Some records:
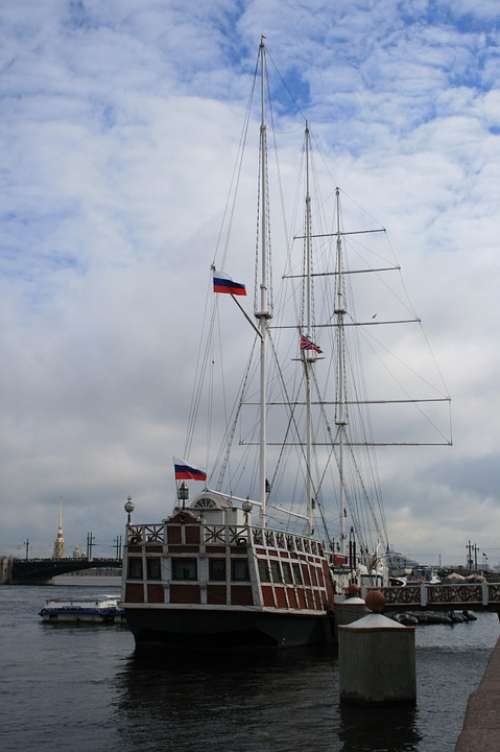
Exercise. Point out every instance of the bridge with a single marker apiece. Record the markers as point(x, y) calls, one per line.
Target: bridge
point(481, 596)
point(41, 571)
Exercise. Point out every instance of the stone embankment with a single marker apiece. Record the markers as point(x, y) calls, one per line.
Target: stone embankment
point(413, 618)
point(481, 729)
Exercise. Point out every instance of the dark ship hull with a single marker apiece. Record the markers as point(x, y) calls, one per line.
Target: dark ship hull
point(218, 629)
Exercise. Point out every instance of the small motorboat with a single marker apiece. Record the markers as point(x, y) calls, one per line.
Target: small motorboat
point(103, 610)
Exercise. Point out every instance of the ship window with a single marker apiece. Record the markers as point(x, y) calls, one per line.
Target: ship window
point(239, 570)
point(134, 568)
point(217, 569)
point(184, 569)
point(297, 574)
point(264, 571)
point(276, 571)
point(287, 573)
point(153, 568)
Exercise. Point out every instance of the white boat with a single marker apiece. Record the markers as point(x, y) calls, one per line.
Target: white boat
point(229, 568)
point(82, 610)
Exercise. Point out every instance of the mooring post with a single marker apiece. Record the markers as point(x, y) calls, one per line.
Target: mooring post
point(377, 658)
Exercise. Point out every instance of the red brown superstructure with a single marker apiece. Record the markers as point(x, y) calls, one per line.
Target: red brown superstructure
point(206, 574)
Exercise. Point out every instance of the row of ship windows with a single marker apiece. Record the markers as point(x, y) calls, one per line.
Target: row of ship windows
point(274, 571)
point(187, 569)
point(280, 572)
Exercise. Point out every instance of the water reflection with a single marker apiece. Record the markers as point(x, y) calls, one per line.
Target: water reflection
point(281, 701)
point(387, 729)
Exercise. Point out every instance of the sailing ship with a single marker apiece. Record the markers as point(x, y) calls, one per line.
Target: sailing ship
point(220, 570)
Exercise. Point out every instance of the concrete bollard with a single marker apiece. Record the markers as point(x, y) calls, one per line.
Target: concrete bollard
point(377, 659)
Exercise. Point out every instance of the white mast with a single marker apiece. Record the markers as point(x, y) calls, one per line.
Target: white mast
point(264, 313)
point(340, 416)
point(308, 356)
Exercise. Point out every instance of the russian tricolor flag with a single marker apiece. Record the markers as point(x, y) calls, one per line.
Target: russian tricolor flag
point(224, 283)
point(185, 471)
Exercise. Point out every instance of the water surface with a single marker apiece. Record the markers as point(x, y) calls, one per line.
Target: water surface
point(82, 688)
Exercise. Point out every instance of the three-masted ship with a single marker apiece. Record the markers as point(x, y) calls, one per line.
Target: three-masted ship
point(218, 571)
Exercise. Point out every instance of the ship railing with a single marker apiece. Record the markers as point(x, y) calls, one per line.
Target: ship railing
point(154, 533)
point(231, 535)
point(445, 595)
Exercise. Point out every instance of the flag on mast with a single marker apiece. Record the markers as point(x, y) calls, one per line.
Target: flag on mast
point(185, 471)
point(307, 344)
point(224, 283)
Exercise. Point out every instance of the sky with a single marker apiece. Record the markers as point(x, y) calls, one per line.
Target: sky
point(119, 131)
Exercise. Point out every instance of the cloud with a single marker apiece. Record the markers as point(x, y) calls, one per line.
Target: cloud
point(119, 133)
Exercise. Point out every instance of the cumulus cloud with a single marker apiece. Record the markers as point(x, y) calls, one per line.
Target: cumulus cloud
point(119, 132)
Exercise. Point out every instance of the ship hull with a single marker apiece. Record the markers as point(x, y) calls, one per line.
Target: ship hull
point(214, 629)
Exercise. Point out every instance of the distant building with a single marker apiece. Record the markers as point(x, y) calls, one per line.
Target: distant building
point(398, 562)
point(59, 541)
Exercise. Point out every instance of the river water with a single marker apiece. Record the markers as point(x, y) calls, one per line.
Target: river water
point(82, 689)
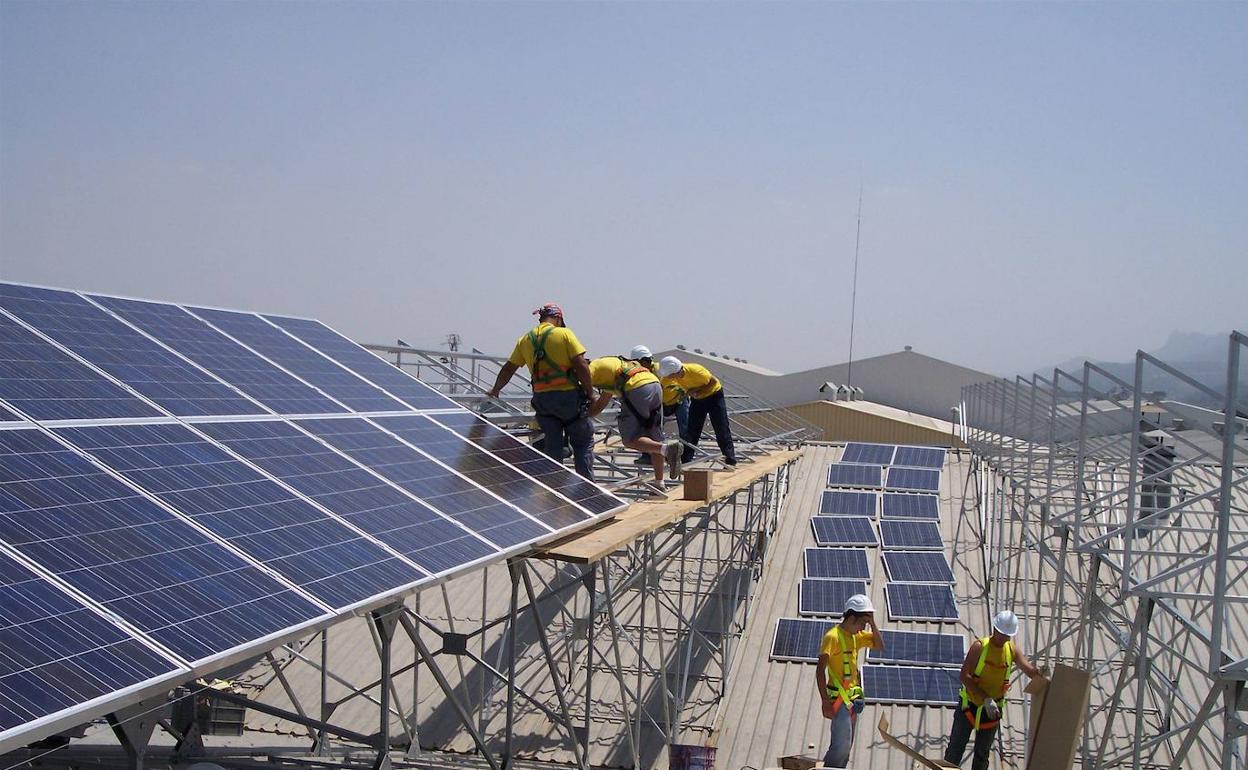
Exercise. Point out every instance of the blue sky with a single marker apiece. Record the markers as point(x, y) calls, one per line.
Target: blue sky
point(1041, 181)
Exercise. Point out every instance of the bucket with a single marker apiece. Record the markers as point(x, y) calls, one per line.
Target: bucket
point(683, 756)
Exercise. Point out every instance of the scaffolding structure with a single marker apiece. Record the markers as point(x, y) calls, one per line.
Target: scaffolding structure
point(1116, 526)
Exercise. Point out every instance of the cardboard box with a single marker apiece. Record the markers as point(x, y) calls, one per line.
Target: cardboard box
point(698, 484)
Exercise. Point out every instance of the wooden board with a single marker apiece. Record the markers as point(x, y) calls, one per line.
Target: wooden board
point(644, 517)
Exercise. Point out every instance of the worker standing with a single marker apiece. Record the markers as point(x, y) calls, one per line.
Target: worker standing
point(705, 399)
point(985, 680)
point(640, 416)
point(562, 391)
point(838, 674)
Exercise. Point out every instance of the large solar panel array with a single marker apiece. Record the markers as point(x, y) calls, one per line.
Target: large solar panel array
point(280, 477)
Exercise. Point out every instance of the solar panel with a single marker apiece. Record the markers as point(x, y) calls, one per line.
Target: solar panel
point(821, 597)
point(799, 639)
point(234, 363)
point(900, 506)
point(316, 552)
point(871, 454)
point(528, 459)
point(136, 559)
point(841, 563)
point(917, 567)
point(921, 602)
point(297, 358)
point(59, 655)
point(914, 478)
point(383, 375)
point(919, 457)
point(126, 355)
point(911, 685)
point(920, 648)
point(848, 503)
point(844, 531)
point(906, 534)
point(846, 474)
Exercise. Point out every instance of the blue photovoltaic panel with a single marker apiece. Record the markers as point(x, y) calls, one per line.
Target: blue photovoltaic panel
point(839, 502)
point(48, 383)
point(921, 602)
point(904, 534)
point(439, 487)
point(848, 474)
point(301, 361)
point(136, 559)
point(911, 685)
point(799, 639)
point(124, 353)
point(840, 563)
point(920, 648)
point(899, 506)
point(471, 461)
point(917, 567)
point(224, 357)
point(232, 499)
point(919, 457)
point(843, 531)
point(871, 454)
point(531, 461)
point(821, 597)
point(351, 492)
point(368, 366)
point(914, 478)
point(56, 654)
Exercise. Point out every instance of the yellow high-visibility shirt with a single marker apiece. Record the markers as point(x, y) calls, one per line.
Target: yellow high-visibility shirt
point(694, 376)
point(605, 372)
point(553, 373)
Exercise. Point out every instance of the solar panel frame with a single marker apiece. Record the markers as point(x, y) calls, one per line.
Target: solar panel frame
point(844, 531)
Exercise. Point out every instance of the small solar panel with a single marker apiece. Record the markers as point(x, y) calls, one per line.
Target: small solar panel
point(904, 534)
point(919, 457)
point(799, 639)
point(848, 474)
point(839, 502)
point(914, 478)
point(920, 648)
point(841, 563)
point(900, 506)
point(870, 454)
point(821, 597)
point(916, 567)
point(911, 684)
point(844, 531)
point(930, 602)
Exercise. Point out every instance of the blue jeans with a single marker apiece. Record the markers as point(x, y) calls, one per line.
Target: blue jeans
point(843, 739)
point(559, 414)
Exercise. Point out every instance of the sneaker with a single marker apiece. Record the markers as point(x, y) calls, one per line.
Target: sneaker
point(672, 454)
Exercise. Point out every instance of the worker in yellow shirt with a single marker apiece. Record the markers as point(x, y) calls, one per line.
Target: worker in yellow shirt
point(986, 674)
point(836, 675)
point(640, 416)
point(562, 391)
point(705, 399)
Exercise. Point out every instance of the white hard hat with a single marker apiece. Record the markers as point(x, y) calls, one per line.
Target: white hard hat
point(1006, 623)
point(859, 603)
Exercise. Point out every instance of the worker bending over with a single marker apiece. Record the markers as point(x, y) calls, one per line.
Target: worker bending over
point(985, 680)
point(838, 674)
point(705, 399)
point(640, 416)
point(562, 391)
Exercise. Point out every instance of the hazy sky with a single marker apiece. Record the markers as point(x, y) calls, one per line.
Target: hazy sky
point(1041, 181)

> [THE REQUEST]: Please copy all of the records above word for word, leaving out the pictures.

> [RESPONSE TO THE TASK]:
Exercise. Point out every instance of the bridge with a single marker apiece. Record the markers as point(x, y) calls, one per line.
Target: bridge
point(481, 596)
point(41, 571)
Exercise. Point out every instance of the stone embankment with a single marker apiece. Record the markers as point(x, y) calls, one per line.
Target: stone embankment
point(413, 618)
point(481, 729)
Exercise. Point out every instance of the dark ship hull with a single marker apiece. Record the markers as point(x, y) calls, one per line.
Target: dark ship hull
point(218, 629)
Exercise. Point out every instance of the small motorboat with a single marker apiece. Record the markers as point(x, y) calls, one per line.
Target: small motorboat
point(103, 610)
Exercise. Point out every instance of the ship window with a single marker apiece. Record the markers as point(x, y) calls, one per line.
Target: ship window
point(239, 570)
point(134, 568)
point(217, 569)
point(184, 569)
point(297, 574)
point(264, 571)
point(276, 571)
point(287, 573)
point(153, 568)
Exercise. Point out every instance of the white boat with a single marker apiece. Record the markers as point(x, y) calls, one per line.
Target: white boat
point(229, 568)
point(82, 610)
Exercise. Point out every instance of the mooring post with a single marker apiece. Record the markers as point(x, y) calls, one per line.
Target: mooring post
point(377, 658)
Exercise. Point out every instance of the red brown superstructure with a single marker apiece. Record the markers as point(x, y) calls, one per line.
Target: red brown superstructure
point(206, 574)
Exercise. Point out every instance of the row of ship windows with a single marker apiece. Record the markers as point(x, y) calls, one per line.
Target: row of ship windows
point(274, 571)
point(187, 569)
point(280, 572)
Exercise. Point out every instance of the water reflection with a single marker apiece. Record the markers as point(x, y) calls, one per line.
Target: water reflection
point(281, 701)
point(387, 729)
Exercise. Point out every instance of the sailing ship with a single marker apiece. Record the markers as point(x, y) calls, one per line.
Target: sailing ship
point(220, 570)
Exercise. Point out every instance of the concrete bollard with a single marker apiece. Record the markers as point(x, y) calls, one per line.
Target: concrete bollard
point(377, 659)
Exercise. Point out every instance of the white mast with a single marker apiece. Record the markers as point(x, y) calls, one per line.
Target: white mast
point(264, 313)
point(340, 416)
point(308, 356)
Exercise. Point out every instance of the russian tricolor flag with a single marker apiece. Record the markers as point(x, y) calls, one per line.
Target: russian tricolor flag
point(224, 283)
point(185, 471)
Exercise. Point out every instance of the water surface with a single marker apiece. Record the markers as point(x, y) calls, one per line.
Target: water surface
point(82, 688)
Exercise. Point out every instance of the three-masted ship with a single marker apiece. Record the markers as point(x, y) calls, one per line.
Target: three-masted ship
point(218, 571)
Exercise. Point out every instance of the ship railing with a single marker apiece. Record the markers as point(x, y) calls, one per line.
Target: ship railing
point(154, 533)
point(231, 535)
point(445, 595)
Exercise. Point out every instance of the flag on mast with a single marker apiece. Record the markers as point(x, y) calls, one per line.
Target: flag on mast
point(185, 471)
point(307, 344)
point(224, 283)
Exercise. Point out every instance of the sky with a single marker apiece. Record the markers as point(x, y) calls, one per line.
Target: sky
point(119, 131)
Exercise. Point out every instance of the cloud with a single marker apiece. Record the markers as point(x, y) calls, one per line.
Target: cloud
point(119, 133)
Exercise. Point out every instance of the cumulus cloud with a single marker apiece. Record the markers as point(x, y) calls, one per line.
Target: cumulus cloud
point(119, 132)
Exercise. Point out every instance of the ship hull with a single marker apiece. Record the markers as point(x, y) calls, one per line.
Target: ship hull
point(214, 629)
Exercise. Point out every instance of the distant building with a single marker apiece. Record the markers as point(x, y) calls, one per line.
Target: distant building
point(398, 562)
point(59, 541)
Exercise. Point out every instance of the river water with a single marker apiece. Record the markers as point(x, y) calls, one per line.
Target: river water
point(82, 689)
Exercise. Point out every instance of the blue sky with a single marker apiece. Record the markers as point(x, y) calls, one per line.
Target: blue sky
point(1041, 181)
Exercise. Point out every instance of the bucket with a single marker apiece. Record the markers as point(x, y) calls, one per line.
Target: bucket
point(683, 756)
Exercise. Point out every instance of the scaffolding structure with a single marker apiece. Record the markers as point(x, y) calls, one per line.
Target: scaffolding structure
point(1116, 526)
Exercise. Point out every instance of the cardboard box with a single marker apiece. Record the markers as point(x, y) calls, one per line.
Target: cardboard box
point(698, 484)
Exercise. Point out every instance of the wooden board with a single marker apiece. Record the markers as point(x, y) calls, one per line.
Target: wooden board
point(644, 517)
Exercise. Point out every instance of the worker standing with a single marker apiece. Record the markers as point(x, y) calls, one per line.
Target: worker standing
point(705, 399)
point(985, 680)
point(640, 416)
point(562, 391)
point(838, 674)
Exercise. Point out every instance of the large solar panel array with a single marker apiece. Record the markers as point(x, y) calls, one per line.
Target: large solar panel array
point(280, 477)
Exercise. Point out every instance of the solar panel with a single marker apiece. Record the markers as point(x, y) calls, one per line.
Target: solar panel
point(821, 597)
point(799, 639)
point(234, 363)
point(900, 506)
point(316, 552)
point(871, 454)
point(528, 459)
point(136, 559)
point(841, 563)
point(917, 567)
point(921, 602)
point(297, 358)
point(59, 655)
point(914, 478)
point(383, 375)
point(919, 457)
point(126, 355)
point(911, 685)
point(920, 648)
point(848, 503)
point(844, 531)
point(906, 534)
point(846, 474)
Exercise. Point out every instance of the blue photovoltaic panel with a single marker apiece. Record the markers as point(x, y) calls, one per line.
Target: blue photovoltaic panel
point(839, 502)
point(48, 383)
point(921, 602)
point(904, 534)
point(439, 487)
point(848, 474)
point(301, 361)
point(136, 559)
point(911, 685)
point(799, 639)
point(124, 353)
point(840, 563)
point(920, 648)
point(899, 506)
point(471, 461)
point(917, 567)
point(224, 357)
point(232, 499)
point(919, 457)
point(843, 531)
point(871, 454)
point(531, 461)
point(821, 597)
point(351, 492)
point(368, 366)
point(914, 478)
point(56, 654)
Exercise. Point out every instance of the yellow high-visibility shirt with a single marker apiece. Record the markers as point(x, y) calls, one per line.
Target: yellow high-visibility shirt
point(694, 376)
point(605, 372)
point(553, 373)
Exercise. Point out every instance of the solar panel frame with a single marker apiece. Record the markers as point(x, y) calls, one per line.
Target: solar panel frame
point(844, 531)
Exercise. Point out every instance of the small solar panel with a single marker apiece. Record the markers as point(x, y) calls, one per line.
Target: small solar panel
point(904, 534)
point(919, 457)
point(799, 639)
point(848, 474)
point(839, 502)
point(914, 478)
point(920, 648)
point(841, 563)
point(900, 506)
point(870, 454)
point(821, 597)
point(916, 567)
point(911, 684)
point(844, 531)
point(930, 602)
Exercise. Point out every instance of the blue jeans with a single marker apiece. Record the markers as point(x, y) calls, one per line.
Target: blue jeans
point(843, 739)
point(559, 414)
Exercise. Point out every instance of the sneaker with a single marker apiece. Record the markers as point(x, y) calls, one per line.
Target: sneaker
point(672, 454)
Exercise. Point out every instance of the worker in yellow shirt with a single marker apiece. Record the markers as point(x, y) calls, one per line.
Target: worker in yellow shirt
point(986, 674)
point(836, 675)
point(640, 416)
point(562, 391)
point(705, 399)
Exercise. Point out every instance of the white hard hat with a single marker apiece. Record the markers as point(x, y) calls, one per line.
Target: white hard hat
point(1006, 623)
point(859, 603)
Exercise. Point out every instance of the worker bending over with a single marker apiece. Record the markers as point(x, y) calls, one per line.
Target: worker bending over
point(985, 680)
point(838, 674)
point(705, 399)
point(640, 416)
point(562, 391)
Exercise. Point out every instance of the hazy sky with a single marker apiece. Record the markers as point(x, y) calls, one per line.
Target: hazy sky
point(1041, 181)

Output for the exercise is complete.